#### EXERCISE INPUT ####
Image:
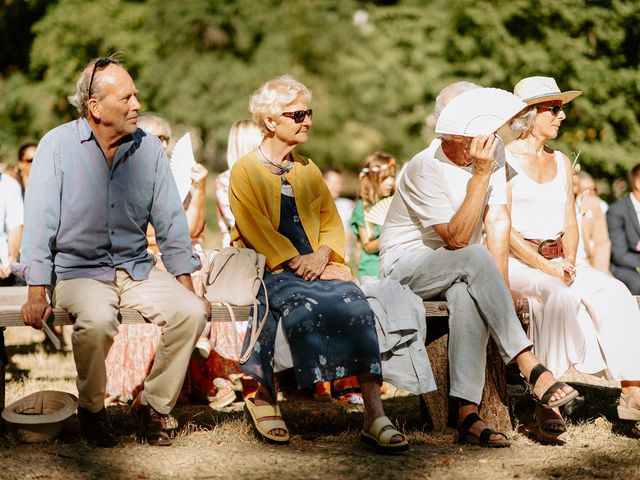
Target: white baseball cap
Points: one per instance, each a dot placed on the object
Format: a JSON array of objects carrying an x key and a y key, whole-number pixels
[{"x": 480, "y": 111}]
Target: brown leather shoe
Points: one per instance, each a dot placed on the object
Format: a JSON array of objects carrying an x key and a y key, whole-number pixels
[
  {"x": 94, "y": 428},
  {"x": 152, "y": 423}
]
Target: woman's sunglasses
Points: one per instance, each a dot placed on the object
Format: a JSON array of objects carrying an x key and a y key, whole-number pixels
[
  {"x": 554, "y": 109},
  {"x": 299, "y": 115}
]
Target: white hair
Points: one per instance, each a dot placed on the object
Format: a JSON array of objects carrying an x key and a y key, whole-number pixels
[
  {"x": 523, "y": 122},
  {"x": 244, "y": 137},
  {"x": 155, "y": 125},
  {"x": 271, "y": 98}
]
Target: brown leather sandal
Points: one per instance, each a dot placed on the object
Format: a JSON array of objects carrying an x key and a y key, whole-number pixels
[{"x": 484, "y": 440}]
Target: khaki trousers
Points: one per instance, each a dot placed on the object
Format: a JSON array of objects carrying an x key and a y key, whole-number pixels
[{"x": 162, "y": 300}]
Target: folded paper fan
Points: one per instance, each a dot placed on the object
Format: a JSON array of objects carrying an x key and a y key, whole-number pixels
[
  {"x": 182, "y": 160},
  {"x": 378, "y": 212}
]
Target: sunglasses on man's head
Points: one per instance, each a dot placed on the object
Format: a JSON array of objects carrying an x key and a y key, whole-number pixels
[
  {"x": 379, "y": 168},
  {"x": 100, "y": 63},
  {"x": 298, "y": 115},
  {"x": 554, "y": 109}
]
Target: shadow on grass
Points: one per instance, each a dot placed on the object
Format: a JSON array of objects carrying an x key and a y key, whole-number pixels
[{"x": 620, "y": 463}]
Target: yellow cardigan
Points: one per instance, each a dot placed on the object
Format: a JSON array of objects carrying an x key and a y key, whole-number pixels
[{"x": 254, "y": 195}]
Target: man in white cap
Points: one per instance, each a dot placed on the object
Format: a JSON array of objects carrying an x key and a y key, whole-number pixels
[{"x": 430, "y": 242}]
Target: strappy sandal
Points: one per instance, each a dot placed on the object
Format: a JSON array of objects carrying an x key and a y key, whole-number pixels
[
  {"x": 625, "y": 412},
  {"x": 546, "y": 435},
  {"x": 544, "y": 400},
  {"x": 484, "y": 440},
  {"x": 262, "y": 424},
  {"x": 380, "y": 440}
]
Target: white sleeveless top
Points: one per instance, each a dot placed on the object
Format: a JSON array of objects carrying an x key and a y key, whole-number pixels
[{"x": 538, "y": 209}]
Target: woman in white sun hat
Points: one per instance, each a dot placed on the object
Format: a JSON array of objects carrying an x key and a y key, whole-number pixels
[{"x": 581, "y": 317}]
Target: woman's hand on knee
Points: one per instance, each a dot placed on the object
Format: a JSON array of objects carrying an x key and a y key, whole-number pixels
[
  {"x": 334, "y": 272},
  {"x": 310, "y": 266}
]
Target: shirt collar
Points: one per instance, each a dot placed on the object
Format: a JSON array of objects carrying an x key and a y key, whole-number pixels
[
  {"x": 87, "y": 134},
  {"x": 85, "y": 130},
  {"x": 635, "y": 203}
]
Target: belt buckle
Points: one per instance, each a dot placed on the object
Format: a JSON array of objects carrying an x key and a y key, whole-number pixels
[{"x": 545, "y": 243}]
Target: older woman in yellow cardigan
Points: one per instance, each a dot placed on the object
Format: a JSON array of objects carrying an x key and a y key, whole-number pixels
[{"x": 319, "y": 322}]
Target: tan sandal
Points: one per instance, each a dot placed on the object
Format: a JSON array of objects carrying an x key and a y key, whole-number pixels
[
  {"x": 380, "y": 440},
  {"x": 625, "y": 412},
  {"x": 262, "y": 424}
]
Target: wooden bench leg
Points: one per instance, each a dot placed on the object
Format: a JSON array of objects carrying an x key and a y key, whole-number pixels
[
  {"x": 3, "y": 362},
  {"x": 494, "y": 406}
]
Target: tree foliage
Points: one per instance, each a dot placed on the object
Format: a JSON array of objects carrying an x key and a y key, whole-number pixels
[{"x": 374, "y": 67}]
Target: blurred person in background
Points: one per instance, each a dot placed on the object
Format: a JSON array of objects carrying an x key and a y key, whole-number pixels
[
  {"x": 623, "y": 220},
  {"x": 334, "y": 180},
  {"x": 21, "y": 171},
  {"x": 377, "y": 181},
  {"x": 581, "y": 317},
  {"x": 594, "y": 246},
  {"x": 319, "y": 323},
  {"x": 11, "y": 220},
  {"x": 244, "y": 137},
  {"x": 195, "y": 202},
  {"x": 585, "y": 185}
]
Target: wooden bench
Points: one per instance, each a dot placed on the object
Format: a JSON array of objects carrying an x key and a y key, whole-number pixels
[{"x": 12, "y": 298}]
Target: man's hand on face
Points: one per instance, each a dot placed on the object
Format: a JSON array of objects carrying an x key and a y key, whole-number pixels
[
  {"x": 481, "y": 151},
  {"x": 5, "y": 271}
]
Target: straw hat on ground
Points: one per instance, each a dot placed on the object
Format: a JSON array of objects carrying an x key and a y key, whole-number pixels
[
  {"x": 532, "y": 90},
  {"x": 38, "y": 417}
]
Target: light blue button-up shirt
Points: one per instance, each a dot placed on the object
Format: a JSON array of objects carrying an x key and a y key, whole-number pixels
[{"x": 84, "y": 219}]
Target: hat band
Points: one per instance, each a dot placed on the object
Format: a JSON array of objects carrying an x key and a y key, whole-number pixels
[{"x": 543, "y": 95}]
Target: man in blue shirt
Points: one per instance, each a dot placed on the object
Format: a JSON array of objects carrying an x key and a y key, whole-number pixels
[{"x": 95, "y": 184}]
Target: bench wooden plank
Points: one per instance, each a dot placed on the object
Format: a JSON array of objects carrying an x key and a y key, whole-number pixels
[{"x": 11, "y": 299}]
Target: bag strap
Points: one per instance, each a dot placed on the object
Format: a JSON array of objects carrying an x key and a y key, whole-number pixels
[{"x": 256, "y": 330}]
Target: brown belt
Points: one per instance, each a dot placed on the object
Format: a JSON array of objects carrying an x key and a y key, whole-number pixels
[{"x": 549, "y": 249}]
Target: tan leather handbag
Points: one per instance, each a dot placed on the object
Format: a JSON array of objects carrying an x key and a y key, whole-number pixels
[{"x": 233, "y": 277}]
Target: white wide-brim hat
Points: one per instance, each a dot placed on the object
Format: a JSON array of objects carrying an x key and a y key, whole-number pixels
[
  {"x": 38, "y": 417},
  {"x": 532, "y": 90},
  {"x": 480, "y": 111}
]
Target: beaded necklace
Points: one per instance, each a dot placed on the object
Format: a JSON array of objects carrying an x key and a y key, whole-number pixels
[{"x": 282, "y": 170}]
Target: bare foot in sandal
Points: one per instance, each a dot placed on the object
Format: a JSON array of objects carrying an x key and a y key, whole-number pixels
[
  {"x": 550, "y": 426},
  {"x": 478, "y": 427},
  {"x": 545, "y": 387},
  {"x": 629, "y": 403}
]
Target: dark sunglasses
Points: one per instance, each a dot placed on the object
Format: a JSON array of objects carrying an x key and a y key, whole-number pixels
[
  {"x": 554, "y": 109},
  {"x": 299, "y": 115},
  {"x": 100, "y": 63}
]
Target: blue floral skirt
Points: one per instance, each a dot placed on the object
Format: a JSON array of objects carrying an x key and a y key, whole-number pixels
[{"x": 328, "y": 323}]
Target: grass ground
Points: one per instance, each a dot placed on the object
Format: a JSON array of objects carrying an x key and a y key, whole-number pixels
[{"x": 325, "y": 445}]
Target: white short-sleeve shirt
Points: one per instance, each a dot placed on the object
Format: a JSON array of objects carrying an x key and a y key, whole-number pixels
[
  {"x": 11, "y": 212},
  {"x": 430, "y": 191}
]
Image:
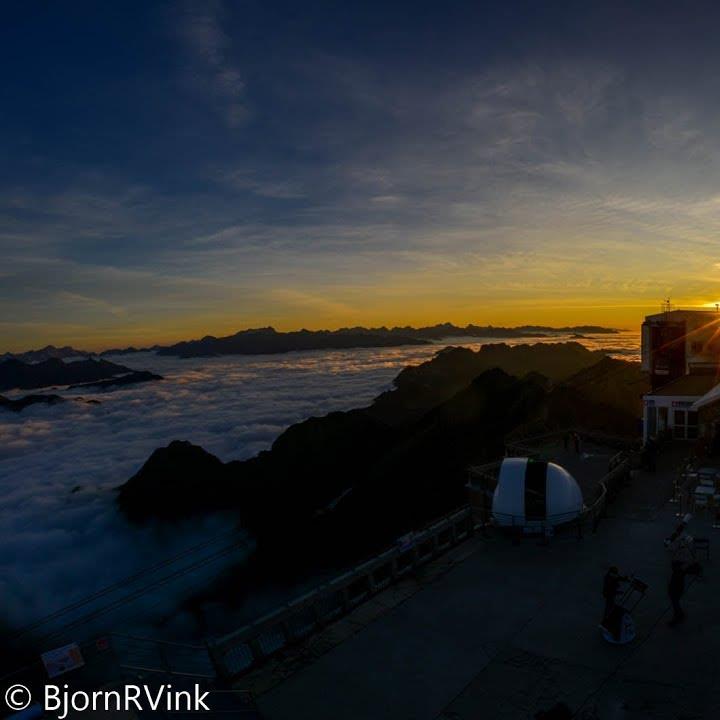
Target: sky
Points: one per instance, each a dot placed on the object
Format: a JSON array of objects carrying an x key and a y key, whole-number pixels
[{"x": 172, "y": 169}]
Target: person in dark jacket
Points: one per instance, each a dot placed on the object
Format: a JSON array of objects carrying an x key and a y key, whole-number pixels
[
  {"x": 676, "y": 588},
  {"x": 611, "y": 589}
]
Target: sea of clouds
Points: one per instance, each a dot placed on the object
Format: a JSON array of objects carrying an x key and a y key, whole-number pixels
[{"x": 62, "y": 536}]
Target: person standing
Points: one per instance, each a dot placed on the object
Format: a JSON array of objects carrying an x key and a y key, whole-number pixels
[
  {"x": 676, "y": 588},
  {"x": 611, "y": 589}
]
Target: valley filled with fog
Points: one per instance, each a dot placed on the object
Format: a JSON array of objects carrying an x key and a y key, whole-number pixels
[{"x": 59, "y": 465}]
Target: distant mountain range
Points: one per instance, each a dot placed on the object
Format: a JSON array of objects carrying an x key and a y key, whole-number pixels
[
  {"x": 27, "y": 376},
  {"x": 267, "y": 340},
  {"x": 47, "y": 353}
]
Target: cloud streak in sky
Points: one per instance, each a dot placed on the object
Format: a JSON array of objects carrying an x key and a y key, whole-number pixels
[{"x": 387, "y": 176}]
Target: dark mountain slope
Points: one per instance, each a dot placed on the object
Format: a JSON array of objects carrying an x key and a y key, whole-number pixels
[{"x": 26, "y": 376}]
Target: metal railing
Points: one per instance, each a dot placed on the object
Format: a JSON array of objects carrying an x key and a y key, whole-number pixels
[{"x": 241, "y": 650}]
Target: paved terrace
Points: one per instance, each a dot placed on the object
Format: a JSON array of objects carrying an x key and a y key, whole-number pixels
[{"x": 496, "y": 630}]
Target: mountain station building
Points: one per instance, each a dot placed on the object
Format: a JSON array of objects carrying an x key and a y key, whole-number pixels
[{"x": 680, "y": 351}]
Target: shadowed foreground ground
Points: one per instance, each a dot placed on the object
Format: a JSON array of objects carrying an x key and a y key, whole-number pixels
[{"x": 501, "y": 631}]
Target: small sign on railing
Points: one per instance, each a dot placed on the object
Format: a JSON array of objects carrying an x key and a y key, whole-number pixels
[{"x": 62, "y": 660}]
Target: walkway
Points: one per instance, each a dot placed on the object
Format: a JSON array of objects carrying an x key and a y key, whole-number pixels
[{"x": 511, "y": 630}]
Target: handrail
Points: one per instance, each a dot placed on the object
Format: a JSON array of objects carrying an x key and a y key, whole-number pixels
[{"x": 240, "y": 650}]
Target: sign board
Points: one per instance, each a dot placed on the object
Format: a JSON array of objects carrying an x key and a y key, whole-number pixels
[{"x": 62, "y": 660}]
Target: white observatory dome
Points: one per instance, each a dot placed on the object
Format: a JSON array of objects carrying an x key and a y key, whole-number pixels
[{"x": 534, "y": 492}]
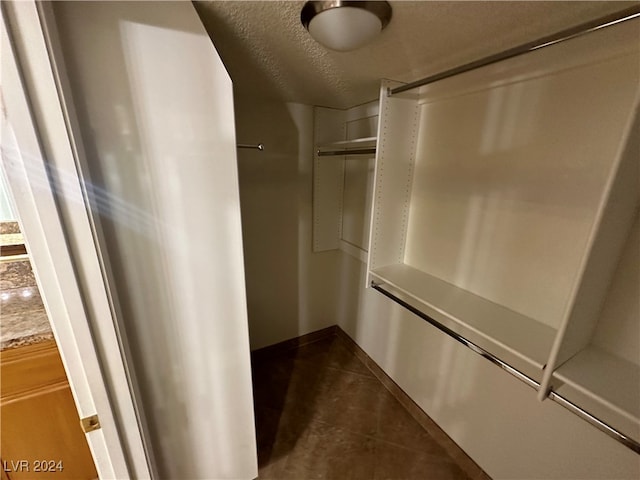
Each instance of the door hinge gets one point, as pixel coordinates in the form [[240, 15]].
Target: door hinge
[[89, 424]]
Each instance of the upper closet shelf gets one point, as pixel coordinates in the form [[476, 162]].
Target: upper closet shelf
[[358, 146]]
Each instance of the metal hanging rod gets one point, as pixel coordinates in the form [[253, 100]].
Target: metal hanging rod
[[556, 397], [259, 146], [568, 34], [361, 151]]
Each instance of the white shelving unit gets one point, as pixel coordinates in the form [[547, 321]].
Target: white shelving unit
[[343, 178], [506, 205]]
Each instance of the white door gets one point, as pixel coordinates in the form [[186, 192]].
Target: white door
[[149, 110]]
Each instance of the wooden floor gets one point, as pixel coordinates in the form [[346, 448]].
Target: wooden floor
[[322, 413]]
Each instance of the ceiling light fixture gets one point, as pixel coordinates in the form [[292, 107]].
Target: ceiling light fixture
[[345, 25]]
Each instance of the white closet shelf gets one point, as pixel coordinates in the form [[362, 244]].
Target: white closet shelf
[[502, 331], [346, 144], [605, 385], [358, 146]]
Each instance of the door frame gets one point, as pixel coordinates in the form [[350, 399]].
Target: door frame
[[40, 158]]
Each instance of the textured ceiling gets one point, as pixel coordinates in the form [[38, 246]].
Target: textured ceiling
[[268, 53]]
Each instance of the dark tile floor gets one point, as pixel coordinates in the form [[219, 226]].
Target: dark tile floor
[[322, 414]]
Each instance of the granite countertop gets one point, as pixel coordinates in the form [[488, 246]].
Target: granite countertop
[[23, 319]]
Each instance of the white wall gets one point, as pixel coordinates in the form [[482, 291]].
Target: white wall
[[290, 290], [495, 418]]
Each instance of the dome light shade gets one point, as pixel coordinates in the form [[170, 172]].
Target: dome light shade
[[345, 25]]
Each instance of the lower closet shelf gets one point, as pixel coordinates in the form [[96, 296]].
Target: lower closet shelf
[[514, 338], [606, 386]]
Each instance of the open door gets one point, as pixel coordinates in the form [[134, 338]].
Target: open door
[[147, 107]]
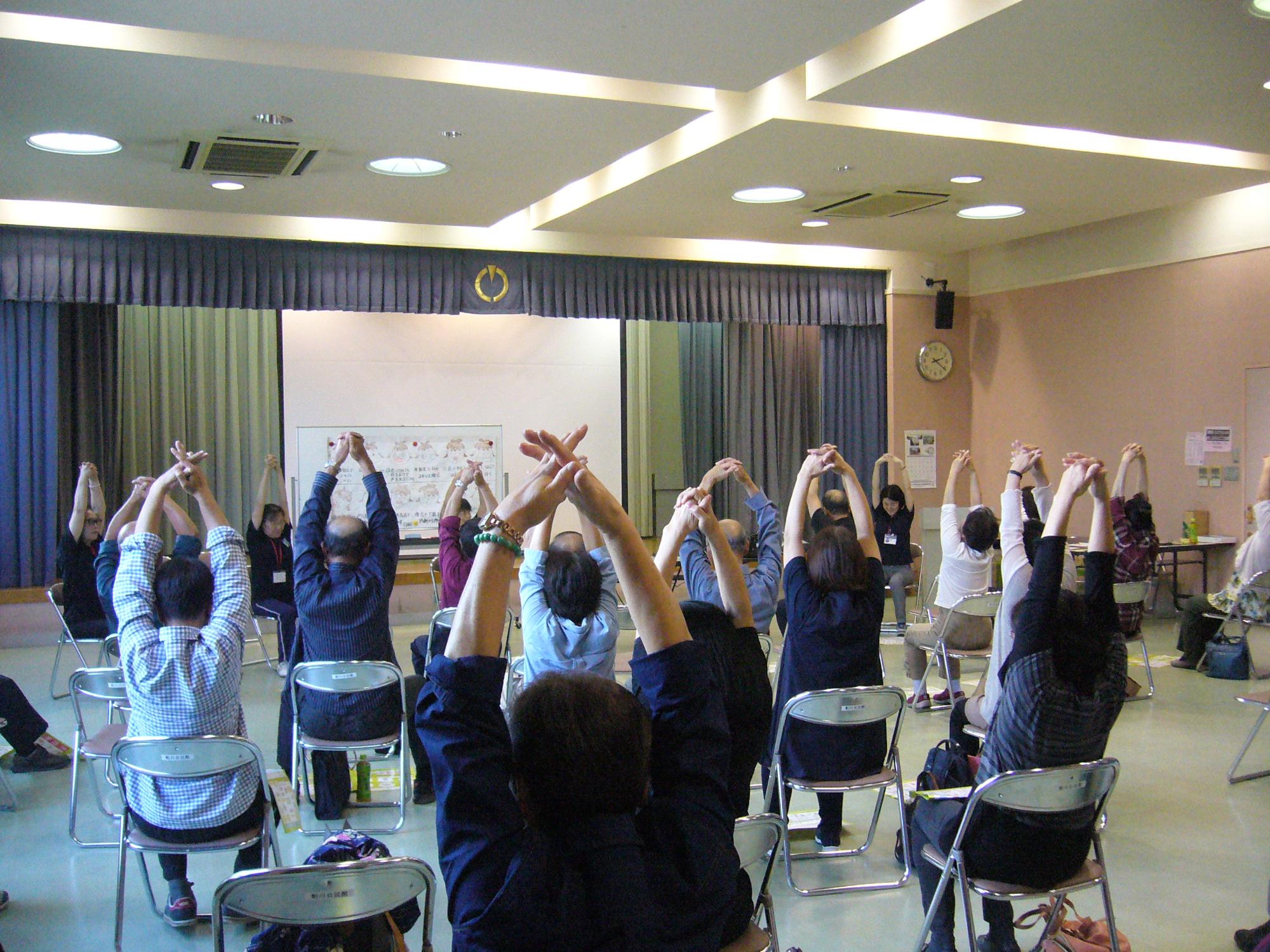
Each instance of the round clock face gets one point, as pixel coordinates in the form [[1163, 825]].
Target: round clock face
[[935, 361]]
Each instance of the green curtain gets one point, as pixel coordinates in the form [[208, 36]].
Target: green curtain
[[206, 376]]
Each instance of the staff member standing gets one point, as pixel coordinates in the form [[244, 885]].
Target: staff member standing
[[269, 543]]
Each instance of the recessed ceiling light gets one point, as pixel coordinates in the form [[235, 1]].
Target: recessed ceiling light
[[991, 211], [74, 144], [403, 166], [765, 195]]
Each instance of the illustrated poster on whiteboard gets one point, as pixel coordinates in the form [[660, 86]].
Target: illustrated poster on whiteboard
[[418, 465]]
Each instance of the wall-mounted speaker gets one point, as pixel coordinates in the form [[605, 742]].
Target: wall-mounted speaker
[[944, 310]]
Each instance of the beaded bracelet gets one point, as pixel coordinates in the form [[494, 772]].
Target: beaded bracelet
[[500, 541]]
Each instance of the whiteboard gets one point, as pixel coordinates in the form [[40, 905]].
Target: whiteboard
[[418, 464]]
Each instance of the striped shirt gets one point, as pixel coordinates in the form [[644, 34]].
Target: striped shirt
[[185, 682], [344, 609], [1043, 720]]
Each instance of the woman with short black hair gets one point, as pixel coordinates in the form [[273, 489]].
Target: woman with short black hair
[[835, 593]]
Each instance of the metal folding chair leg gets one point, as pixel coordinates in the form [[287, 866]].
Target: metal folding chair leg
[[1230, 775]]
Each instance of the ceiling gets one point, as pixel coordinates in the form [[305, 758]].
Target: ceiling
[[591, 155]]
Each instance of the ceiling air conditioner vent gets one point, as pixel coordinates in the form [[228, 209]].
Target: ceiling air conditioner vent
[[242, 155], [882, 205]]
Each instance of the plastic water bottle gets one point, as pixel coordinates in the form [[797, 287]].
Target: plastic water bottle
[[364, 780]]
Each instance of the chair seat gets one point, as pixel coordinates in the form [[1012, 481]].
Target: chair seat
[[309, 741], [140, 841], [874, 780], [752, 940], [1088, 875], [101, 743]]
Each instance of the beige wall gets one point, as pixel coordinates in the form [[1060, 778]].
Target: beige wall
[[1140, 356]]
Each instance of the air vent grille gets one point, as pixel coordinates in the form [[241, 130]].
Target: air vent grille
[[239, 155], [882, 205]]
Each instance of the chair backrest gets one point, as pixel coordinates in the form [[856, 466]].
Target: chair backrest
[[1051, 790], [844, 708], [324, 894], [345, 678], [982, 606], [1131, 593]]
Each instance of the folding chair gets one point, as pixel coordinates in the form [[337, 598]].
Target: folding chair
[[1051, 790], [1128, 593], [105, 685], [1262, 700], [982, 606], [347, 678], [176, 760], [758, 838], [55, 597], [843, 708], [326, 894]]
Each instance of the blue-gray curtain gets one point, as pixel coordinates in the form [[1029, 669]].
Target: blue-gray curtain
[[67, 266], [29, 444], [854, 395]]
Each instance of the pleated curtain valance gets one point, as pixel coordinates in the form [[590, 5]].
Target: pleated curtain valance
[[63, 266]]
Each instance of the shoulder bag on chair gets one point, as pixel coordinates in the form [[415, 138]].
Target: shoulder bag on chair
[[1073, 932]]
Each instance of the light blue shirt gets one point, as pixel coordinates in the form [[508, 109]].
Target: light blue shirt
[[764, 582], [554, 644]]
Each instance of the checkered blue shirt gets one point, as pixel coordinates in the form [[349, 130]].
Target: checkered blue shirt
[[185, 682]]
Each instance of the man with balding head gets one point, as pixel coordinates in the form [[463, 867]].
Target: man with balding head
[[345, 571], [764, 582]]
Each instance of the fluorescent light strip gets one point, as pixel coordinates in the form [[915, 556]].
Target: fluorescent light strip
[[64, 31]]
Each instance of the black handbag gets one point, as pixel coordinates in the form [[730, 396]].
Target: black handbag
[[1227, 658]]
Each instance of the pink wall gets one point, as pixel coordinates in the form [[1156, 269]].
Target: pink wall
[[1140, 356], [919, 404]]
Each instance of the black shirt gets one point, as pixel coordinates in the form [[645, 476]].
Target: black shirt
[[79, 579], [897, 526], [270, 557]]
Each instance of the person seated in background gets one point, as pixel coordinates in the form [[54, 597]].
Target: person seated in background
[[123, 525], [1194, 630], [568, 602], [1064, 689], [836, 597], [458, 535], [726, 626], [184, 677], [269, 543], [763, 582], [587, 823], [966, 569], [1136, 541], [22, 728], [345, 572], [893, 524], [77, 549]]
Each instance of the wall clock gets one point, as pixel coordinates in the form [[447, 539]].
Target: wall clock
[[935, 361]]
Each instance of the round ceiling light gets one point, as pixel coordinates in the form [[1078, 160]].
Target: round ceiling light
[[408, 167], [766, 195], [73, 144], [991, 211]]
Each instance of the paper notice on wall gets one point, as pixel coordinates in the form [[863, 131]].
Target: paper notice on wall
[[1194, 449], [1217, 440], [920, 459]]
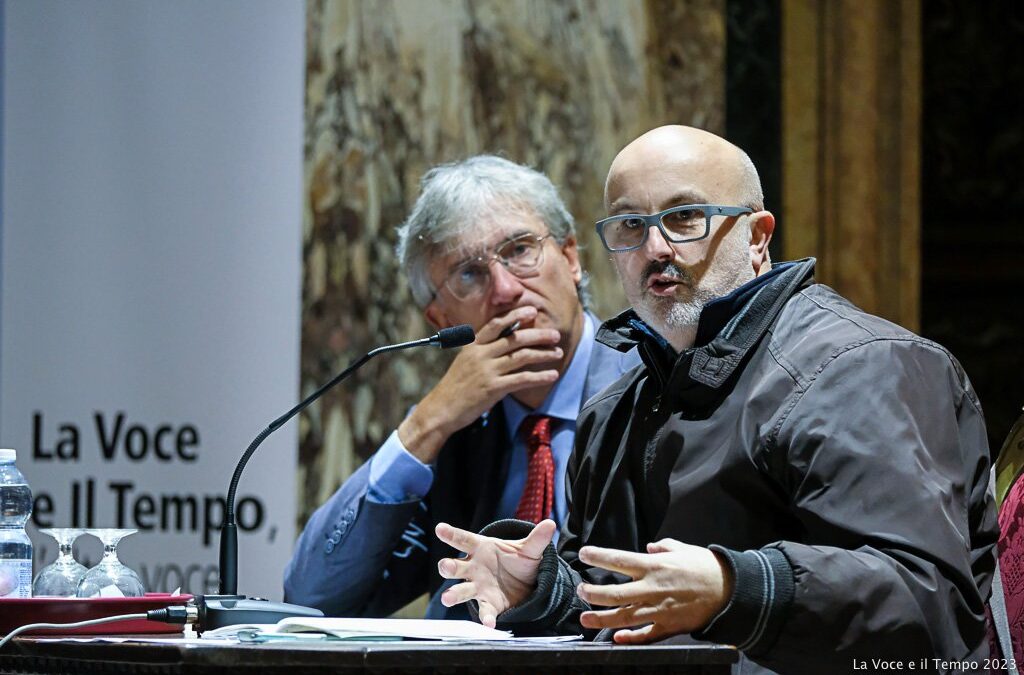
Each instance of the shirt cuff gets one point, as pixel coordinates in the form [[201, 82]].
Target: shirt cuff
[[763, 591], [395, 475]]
####
GOAL OF THE EXERCISE: Determine how many lines of the material include the string "sunglasses", and give only the resulting number.

WORKED SOLUTION: 3